Texto proporcionado
============
Al contemplar con preocupación y con esperanza el panorama ciertamente complejo de nuestra realidad nacional pienso que si todo pasado es irrepetible, ningún futuro resulta irremediable. Quiere decirse que el porvenir es algo que pertenece a los españoles y que depende de la voluntad popular de la capacidad que nos asista en esta hora para elaborar proyectos coherentes de vida en común. Creo que sólo los pueblos que renuncian a proyectar y tejen y destejen sin diseño previo están condenados a las improvisaciones y a las contradicciones. ¿Tenemos los españoles de este tiempo un proyecto unánime?

Quizás no debiéramos admitir sin análisis la dialéctica ruidosa del cambio y la ruptura envuelta en el estruendo de un consenso engañoso. En mi opinión, lo que registra nuestra hora es una división profunda entre diferentes concepciones del futuro, que tienen su origen en radicales discrepancias sobre la valoración del pasado.

Cuando no se parte de cero es razonable contar con los materiales disponibles y respetar las estructuras fundamentales, vertebradoras, no erosionadas por el paso del tiempo, no cargadas en exceso de accidentalismos circunstanciales. ¿No existe una forma de encararse con el futuro que no precise denigrar el pasado? Ortega decía que renunciar al pasado equivalía a renunciar a nuestra propia dignidad. Creo que si España es mejorable lo es porque hay algo que mejorar y, por lo tanto, no se parte de la nada absoluta. Es el tiempo histórico inmediatamente anterior el que ha hecho posible los futuros perfeccionamientos. No se trata sólo de revocar la fachada, pero tampoco de liquidar por derribo.

La incongruente multiplicación de los grupos políticos, se miren desde el lado que se miren; el persistente afán de seguir valorando al adversario como enemigo, la ridícula feria de etiquetas, el empeño de encerrar en una especie de limbo o de batallón de los torpes de la derecha a todos los que insisten en dar un sentido positivo a nuestro ayer, el deseo de marginar en un presunto «bunker» —quizá con la secreta esperanza de una autoinmolación de adversarios políticos— a todo aquel que se mantiene leal a sí mismo, las luchas subterráneas y a veces subacuáticas porque nadan entre dos aguas por el Poder dentro de grupos políticos que no hacen más que delatar los sentimientos insolidarios que nos presiden, el súbito e increíble regreso de nuestros viejos «demonios familiares», el olvido torvo y deliberado de la figura excepcional de Francisco Franco, el afán revisionista de actitudes e instituciones, la vaguedad pro-gramática, el recurso de las grandes palabras —democracia, amnistía, libertad— para esconder la menesterosidad de las ideas y de las generosidades que las harían posibles, no son precisamente signos alentadores para comenzar a construir ese futuro mejor que todos anhelamos y merecemos.
============
Filas
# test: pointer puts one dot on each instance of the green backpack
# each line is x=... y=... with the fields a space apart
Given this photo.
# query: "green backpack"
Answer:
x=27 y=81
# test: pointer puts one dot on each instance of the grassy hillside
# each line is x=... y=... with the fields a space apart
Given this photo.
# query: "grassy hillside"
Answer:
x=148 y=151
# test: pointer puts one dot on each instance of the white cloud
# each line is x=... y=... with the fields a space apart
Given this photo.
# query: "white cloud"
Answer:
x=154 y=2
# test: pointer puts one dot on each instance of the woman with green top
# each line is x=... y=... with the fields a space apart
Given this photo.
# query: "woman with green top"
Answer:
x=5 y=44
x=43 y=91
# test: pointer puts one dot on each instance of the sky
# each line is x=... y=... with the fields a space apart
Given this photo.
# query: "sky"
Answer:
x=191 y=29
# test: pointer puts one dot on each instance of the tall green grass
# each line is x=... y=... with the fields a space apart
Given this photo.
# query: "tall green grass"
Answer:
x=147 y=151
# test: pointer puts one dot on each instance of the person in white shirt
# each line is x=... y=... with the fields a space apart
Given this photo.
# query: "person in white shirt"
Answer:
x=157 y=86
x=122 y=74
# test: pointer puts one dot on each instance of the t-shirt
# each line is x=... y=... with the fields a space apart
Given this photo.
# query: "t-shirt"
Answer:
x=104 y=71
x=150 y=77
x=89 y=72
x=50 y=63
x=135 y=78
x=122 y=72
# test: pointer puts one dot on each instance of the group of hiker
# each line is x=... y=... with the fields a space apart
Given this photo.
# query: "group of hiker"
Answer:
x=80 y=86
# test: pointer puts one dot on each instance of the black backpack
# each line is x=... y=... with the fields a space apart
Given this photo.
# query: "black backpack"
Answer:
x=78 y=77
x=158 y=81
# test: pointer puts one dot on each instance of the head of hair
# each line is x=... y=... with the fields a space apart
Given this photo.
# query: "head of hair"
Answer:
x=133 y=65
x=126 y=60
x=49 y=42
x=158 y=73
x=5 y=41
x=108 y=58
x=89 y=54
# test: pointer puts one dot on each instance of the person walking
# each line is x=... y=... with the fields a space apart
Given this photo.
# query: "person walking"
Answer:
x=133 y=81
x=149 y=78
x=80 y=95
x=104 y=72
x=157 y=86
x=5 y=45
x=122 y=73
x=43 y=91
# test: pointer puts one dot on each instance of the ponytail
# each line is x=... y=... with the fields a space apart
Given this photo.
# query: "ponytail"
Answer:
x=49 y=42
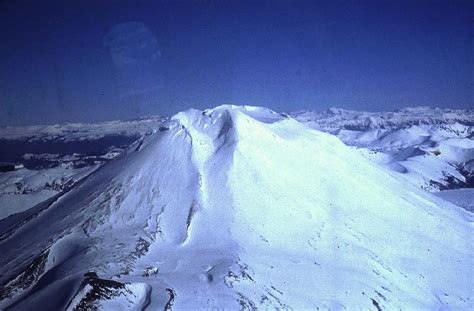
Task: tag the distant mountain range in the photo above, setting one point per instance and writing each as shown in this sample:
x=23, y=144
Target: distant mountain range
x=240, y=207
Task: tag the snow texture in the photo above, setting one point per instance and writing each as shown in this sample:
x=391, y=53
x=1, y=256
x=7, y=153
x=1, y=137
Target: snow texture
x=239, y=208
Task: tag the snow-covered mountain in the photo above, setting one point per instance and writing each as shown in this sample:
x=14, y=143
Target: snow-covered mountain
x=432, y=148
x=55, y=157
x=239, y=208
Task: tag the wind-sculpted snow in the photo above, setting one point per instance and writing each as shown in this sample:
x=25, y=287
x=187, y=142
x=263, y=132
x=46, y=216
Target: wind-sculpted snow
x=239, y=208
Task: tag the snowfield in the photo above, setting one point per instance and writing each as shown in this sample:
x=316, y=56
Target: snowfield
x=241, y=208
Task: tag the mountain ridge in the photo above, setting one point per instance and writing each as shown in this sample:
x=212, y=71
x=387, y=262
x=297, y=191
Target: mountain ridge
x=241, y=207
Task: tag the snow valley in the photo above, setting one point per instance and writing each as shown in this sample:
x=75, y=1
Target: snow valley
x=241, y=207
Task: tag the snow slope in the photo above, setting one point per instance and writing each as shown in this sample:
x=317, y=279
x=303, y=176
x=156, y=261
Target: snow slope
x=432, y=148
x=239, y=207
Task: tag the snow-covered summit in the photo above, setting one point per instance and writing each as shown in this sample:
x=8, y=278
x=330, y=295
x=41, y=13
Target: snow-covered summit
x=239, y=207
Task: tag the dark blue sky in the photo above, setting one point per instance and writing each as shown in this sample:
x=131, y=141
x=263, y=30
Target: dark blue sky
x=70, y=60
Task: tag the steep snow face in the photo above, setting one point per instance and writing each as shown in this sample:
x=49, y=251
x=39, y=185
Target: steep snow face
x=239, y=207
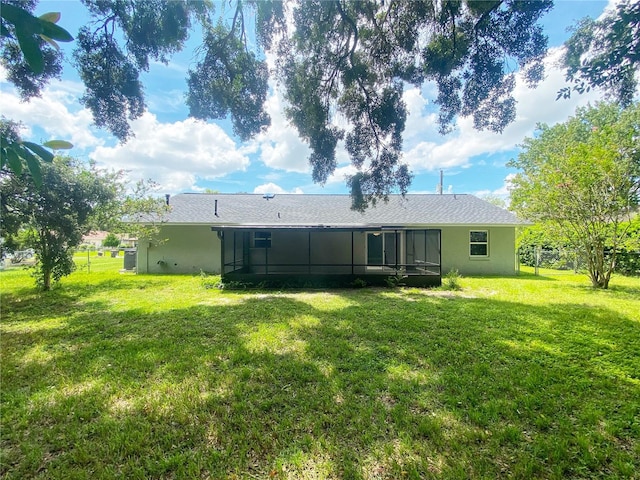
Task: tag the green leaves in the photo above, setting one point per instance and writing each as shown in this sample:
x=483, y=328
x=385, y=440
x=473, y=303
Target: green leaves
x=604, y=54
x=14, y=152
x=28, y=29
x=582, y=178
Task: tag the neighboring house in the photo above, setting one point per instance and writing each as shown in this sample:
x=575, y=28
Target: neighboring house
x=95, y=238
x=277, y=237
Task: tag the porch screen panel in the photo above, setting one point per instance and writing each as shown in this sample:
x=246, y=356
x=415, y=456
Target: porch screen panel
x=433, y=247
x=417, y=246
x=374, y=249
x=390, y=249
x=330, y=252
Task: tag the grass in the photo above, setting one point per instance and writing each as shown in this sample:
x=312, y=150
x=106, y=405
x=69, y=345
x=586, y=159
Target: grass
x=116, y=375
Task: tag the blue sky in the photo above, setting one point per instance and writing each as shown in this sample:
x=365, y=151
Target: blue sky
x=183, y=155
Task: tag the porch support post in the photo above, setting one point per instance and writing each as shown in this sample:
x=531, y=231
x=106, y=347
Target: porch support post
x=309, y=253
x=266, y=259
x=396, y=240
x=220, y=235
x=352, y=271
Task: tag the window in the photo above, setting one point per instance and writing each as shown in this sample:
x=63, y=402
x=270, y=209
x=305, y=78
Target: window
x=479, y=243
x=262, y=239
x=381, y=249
============
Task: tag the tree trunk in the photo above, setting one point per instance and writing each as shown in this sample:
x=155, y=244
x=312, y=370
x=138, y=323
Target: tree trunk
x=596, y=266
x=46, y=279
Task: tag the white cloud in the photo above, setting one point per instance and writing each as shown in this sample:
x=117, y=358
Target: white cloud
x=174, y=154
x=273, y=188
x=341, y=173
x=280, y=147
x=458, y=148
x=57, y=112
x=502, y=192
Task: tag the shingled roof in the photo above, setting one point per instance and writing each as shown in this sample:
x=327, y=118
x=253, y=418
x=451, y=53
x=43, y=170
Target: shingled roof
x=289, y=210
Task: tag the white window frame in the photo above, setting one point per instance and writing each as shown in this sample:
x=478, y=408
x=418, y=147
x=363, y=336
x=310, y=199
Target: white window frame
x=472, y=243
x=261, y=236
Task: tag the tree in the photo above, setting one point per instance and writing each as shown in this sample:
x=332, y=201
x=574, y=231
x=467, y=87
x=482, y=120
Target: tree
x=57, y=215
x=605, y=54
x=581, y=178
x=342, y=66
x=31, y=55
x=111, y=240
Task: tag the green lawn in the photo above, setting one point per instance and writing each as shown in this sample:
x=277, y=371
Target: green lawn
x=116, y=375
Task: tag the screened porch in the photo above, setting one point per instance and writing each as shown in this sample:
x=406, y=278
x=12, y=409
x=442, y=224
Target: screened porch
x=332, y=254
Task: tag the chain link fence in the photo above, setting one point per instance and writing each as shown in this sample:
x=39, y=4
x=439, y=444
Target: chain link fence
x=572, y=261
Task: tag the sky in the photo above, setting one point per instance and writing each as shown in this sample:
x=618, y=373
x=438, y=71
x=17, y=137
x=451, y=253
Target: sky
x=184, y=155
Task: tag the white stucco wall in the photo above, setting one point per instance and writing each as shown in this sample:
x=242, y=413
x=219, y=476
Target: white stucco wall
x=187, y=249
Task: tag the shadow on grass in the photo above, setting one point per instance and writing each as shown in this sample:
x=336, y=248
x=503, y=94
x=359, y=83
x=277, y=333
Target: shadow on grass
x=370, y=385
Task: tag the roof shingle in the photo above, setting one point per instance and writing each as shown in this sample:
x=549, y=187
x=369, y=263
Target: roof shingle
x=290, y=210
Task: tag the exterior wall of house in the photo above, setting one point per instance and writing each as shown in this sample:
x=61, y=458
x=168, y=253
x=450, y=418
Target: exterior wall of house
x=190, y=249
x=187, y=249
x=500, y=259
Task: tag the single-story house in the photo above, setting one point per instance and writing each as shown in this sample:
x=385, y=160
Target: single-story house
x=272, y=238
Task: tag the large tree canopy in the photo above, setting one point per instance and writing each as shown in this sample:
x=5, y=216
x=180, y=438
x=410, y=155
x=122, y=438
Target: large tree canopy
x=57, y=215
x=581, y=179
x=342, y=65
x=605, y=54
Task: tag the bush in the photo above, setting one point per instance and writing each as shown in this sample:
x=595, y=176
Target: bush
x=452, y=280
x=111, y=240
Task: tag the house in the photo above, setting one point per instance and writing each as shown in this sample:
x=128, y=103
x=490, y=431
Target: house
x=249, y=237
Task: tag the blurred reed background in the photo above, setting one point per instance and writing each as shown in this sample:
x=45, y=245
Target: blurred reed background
============
Objetivo 1
Responde a partir del texto proporcionado:
(a) Según el primer párrafo, ¿a quién pertenece el porvenir?
(b) Según Ortega, ¿a qué equivalía renunciar al pasado?
(c) ¿Qué tres «grandes palabras» se mencionan como recurso para esconder la menesterosidad de las ideas?
Objetivo 2
Informa de cada línea de las filas que contenga la cadena "frame", copiándola sin cambios.

Salida completa 1
(a) A los españoles.
(b) A renunciar a nuestra propia dignidad.
(c) Democracia, amnistía y libertad.

Salida completa 2
Task: tag the white window frame in the photo above, setting one point per instance and writing each as shown in this sample:
Target: white window frame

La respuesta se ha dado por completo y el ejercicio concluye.